## [Text]
[start]

On 6/11/25 19:01, Sergey Kaplun wrote:
From: Mike Pall <mike>

Thanks to Zhongwei Yao.

(cherry picked from commit 9493acc1a28f15b0ac4453e716f33436186c7acd)

When fusing two LDR (STR) instructions to the single LDP (STP)
instruction, the arm64 emitter shifts the offset value to encode the
immediate. In the case when the offset is negative, the resulting field
value exceeds the 7-bit length of the immediate, see [1]. This results
in the invalid instruction decoding.

This patch fixes this by masking the value with the 7-bit-width mask
`0x7f`.

Sergey Kaplun:
* added the description and the test for the problem

[1]: https://developer.arm.com/documentation/ddi0602/2025-03/Base-Instructions/LDP--Load-pair-of-registers-

Part of tarantool/tarantool#11278
---

Related issues:
* https://github.com/LuaJIT/LuaJIT/pull/1028
* https://github.com/tarantool/tarantool/issues/11278
Branch: https://github.com/tarantool/luajit/tree/skaplun/lj-1028-ldr-fusion-to-ldp-negative-offset

 src/lj_emit_arm64.h                           |  2 +-
 ...ldr-fusion-to-ldp-negative-offset.test.lua | 45 +++++++++++++++++++
 2 files changed, 46 insertions(+), 1 deletion(-)
 create mode 100644 test/tarantool-tests/lj-1028-ldr-fusion-to-ldp-negative-offset.test.lua

diff --git a/src/lj_emit_arm64.h b/src/lj_emit_arm64.h
index e1a9d3e4..30cd3505 100644
--- a/src/lj_emit_arm64.h
+++ b/src/lj_emit_arm64.h
@@ -143,7 +143,7 @@ static void emit_lso(ASMState *as, A64Ins ai, Reg rd, Reg rn, int64_t ofs)
       goto nopair;
     }
     if (ofsm >= (int)((unsigned int)-64<<sc) && ofsm <= (63<<sc)) {
-      *as->mcp = aip | A64F_N(rn) | ((ofsm >> sc) << 15) |
+      *as->mcp = aip | A64F_N(rn) | (((ofsm >> sc) & 0x7f) << 15) |
 	(ai ^ ((ai == A64I_LDRx || ai == A64I_STRx) ? 0x50000000 : 0x90000000));
       return;
     }
diff --git a/test/tarantool-tests/lj-1028-ldr-fusion-to-ldp-negative-offset.test.lua b/test/tarantool-tests/lj-1028-ldr-fusion-to-ldp-negative-offset.test.lua
new file mode 100644
index 00000000..1ba28449
--- /dev/null
+++ b/test/tarantool-tests/lj-1028-ldr-fusion-to-ldp-negative-offset.test.lua
@@ -0,0 +1,45 @@
+local tap = require('tap')

[end]

## [Your tasks]
1. Output the LDP offset patch between "Thanks to Zhongwei" and "single LDP (STP)", inclusive.
2. In the LDP offset patch, what mask is applied to the shifted offset value?
3. Extend the LDP offset patch, picking up right after its last line.
The items below the LDP offset patch come from a separate source.

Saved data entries
[start]

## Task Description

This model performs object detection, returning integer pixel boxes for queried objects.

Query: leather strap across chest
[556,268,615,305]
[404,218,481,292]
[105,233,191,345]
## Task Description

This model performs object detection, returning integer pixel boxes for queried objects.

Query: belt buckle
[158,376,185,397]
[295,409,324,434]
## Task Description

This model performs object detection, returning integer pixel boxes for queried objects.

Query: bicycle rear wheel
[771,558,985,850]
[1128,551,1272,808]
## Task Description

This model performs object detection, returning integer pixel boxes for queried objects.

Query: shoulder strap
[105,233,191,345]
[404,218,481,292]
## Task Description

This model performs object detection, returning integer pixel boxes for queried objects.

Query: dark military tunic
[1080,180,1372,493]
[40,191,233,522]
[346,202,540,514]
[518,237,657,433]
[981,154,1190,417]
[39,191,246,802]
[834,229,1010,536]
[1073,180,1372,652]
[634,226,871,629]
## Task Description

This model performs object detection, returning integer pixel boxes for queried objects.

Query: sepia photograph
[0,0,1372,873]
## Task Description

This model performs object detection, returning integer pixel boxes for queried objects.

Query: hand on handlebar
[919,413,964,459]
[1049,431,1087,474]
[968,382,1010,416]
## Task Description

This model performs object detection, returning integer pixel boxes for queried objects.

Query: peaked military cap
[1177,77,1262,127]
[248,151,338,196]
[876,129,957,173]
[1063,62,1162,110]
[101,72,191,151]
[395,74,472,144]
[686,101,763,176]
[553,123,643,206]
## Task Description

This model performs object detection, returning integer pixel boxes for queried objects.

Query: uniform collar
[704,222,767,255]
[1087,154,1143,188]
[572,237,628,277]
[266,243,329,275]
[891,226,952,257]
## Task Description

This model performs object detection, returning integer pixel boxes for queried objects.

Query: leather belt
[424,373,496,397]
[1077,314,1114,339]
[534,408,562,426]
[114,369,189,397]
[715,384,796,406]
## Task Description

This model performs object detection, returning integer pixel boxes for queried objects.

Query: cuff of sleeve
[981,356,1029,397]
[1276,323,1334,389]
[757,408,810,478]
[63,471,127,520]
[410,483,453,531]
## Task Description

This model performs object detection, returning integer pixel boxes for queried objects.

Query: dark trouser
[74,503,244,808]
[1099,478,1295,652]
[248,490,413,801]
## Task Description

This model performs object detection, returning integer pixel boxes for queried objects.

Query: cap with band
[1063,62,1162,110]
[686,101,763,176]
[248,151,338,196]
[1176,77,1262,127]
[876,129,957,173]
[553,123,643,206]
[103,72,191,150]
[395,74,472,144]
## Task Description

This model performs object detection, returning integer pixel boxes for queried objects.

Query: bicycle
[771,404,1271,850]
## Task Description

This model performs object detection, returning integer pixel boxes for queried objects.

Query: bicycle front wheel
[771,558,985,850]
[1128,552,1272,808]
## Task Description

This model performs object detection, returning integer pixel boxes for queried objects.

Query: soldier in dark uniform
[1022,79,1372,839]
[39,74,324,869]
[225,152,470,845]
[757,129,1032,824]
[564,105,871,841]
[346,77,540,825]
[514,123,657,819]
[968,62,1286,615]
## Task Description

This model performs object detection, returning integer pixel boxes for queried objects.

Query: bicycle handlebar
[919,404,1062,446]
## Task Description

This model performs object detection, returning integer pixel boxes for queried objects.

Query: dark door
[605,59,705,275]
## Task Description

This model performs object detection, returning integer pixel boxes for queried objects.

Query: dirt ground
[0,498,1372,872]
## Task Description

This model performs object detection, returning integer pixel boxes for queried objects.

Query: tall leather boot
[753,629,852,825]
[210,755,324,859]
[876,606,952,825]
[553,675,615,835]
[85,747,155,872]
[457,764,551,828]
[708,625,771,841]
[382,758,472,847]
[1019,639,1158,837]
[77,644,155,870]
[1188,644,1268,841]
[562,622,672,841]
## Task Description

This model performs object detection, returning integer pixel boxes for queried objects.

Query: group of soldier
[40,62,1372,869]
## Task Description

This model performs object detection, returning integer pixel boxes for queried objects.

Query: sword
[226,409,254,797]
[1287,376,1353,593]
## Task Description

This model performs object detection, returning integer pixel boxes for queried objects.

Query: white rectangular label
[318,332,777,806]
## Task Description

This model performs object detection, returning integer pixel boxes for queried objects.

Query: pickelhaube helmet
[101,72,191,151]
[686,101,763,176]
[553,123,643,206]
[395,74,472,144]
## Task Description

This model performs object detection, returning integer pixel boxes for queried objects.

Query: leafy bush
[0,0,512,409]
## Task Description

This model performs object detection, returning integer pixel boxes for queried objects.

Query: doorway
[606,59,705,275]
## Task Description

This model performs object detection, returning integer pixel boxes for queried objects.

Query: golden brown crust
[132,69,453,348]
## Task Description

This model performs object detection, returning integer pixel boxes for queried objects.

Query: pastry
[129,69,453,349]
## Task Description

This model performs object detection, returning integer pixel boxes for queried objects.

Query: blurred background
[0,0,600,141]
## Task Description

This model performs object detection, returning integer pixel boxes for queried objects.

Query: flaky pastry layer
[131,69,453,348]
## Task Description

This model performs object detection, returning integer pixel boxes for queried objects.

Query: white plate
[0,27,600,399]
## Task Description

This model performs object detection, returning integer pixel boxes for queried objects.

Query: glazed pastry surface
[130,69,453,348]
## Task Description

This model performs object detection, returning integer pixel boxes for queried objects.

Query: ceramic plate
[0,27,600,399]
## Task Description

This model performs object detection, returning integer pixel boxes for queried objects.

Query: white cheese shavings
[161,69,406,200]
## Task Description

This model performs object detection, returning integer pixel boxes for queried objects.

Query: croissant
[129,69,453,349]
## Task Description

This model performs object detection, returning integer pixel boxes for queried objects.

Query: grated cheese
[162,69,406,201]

[end]
[start]

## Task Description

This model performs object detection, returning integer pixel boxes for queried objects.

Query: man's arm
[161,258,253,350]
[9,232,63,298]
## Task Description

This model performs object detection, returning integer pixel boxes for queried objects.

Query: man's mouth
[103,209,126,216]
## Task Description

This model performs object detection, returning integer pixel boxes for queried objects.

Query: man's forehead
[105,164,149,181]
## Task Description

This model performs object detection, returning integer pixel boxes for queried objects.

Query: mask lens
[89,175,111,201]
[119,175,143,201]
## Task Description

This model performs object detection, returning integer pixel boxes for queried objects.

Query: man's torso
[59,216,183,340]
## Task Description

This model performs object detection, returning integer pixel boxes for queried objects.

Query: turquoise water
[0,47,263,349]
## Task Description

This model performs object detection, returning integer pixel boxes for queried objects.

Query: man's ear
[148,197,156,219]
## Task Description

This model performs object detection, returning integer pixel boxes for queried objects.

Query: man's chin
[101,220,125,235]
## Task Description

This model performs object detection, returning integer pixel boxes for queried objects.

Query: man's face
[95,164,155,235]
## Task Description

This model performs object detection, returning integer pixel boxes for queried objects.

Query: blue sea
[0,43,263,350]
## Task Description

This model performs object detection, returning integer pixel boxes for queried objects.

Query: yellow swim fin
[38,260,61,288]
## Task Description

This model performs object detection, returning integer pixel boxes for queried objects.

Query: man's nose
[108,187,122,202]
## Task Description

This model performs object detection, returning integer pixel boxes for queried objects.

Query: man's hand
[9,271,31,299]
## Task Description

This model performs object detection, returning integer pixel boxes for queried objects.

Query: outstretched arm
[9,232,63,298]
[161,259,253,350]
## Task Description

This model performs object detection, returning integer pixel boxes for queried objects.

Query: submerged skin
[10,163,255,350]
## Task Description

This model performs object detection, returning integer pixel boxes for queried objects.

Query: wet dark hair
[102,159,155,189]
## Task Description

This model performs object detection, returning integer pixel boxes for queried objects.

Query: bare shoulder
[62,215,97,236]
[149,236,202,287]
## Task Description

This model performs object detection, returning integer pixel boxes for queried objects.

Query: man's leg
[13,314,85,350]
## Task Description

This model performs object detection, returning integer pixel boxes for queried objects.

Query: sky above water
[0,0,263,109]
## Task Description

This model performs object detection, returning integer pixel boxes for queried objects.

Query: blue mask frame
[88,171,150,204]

[end]

## [Answer list]
1.
Thanks to Zhongwei Yao.

(cherry picked from commit 9493acc1a28f15b0ac4453e716f33436186c7acd)

When fusing two LDR (STR) instructions to the single LDP (STP)

2. The 7-bit-width mask `0x7f`.

3.
+local ffi = require('ffi')
+
+-- This test demonstrates LuaJIT's incorrect emitting of LDP
+-- instruction with negative offset fused from LDR on arm64.
+-- See also https://github.com/LuaJIT/LuaJIT/pull/1028.
+local test = tap.test('lj-1028-ldr-fusion-to-ldp-negative-offset'):skipcond({
+  ['Test requires JIT enabled'] = not jit.status(),
+})
+
+test:plan(1)
+
+-- Amount of iterations to compile and start the trace.
+local N_ITERATIONS = 4
+
+ffi.cdef[[
+  typedef struct data {
+    int32_t m1;
+    int32_t m2;
+  } data;
+]]
+
+local data_arr = ffi.new('data[' .. N_ITERATIONS .. ']')
+
+local const_data_ptr = ffi.typeof('const data *')
+local data = ffi.cast(const_data_ptr, data_arr)
+
+local results = {}
+
+jit.opt.start('hotloop=1')
+
+for i = 1, N_ITERATIONS do
+  -- Pair loading from the negative offset generates an invalid
+  -- instruction on AArch64 before this patch.
+  local field = data[i - 1]
+  local m1 = field.m1
+  local m2 = field.m2
+
+  -- Use loaded values to avoid DCE.
+  results[i] = m1 + m2
+end
+
+test:samevalues(results, 'no invalid instruction')
+
+test:done(true)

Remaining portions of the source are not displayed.